DATA PROVIDED START

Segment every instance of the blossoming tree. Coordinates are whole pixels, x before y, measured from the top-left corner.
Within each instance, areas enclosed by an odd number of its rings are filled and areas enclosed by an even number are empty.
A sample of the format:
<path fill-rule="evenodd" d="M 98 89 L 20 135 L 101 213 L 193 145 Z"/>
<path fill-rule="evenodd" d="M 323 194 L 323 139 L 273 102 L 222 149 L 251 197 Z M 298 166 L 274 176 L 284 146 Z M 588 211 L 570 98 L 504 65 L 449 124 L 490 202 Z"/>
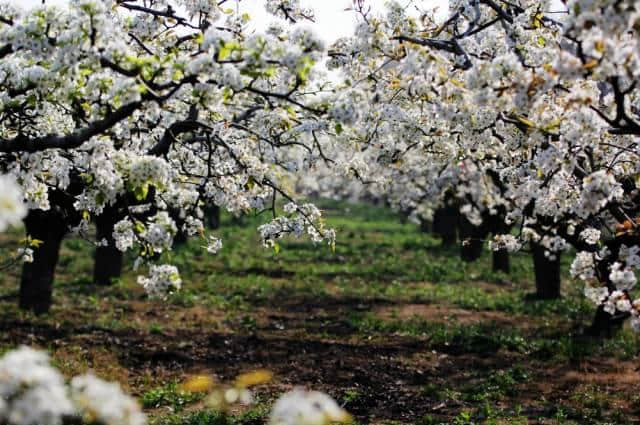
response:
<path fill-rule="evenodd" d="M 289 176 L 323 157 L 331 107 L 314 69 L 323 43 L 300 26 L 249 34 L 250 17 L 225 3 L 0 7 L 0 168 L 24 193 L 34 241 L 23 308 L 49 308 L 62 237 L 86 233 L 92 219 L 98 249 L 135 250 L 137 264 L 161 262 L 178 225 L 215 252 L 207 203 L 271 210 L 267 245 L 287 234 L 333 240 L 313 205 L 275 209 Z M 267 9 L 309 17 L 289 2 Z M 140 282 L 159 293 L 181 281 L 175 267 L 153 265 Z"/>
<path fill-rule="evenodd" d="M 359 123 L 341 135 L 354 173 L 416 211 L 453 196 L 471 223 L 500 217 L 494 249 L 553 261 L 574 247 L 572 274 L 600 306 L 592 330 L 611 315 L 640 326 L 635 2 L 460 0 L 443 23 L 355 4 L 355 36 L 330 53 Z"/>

DATA PROVIDED END
DATA PROVIDED START

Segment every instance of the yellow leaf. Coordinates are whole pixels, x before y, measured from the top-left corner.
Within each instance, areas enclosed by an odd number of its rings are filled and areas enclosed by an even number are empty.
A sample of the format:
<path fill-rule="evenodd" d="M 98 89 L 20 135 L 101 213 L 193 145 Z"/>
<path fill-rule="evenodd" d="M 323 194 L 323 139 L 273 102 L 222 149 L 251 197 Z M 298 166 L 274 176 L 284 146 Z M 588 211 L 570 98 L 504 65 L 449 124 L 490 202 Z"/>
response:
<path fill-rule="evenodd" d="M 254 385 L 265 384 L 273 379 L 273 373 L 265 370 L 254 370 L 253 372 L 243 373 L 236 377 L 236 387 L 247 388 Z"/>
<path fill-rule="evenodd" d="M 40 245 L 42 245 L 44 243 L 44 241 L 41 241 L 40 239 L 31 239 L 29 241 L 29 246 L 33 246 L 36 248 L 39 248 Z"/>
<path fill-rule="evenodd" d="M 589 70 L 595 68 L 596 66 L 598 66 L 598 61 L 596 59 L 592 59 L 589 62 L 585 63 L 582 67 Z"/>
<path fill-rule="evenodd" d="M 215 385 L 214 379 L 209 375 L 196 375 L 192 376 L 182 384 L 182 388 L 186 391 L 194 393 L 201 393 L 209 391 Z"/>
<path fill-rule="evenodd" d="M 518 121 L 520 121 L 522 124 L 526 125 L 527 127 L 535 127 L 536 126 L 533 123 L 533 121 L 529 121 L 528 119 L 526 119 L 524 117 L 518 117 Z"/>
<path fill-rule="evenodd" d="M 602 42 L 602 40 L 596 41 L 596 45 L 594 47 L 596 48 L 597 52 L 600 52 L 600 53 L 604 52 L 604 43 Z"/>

DATA PROVIDED END

### TASK DESCRIPTION
Across the entries, how many lines include the string "Coordinates"? The answer should be only a number.

### ANSWER TO THE EXERCISE
2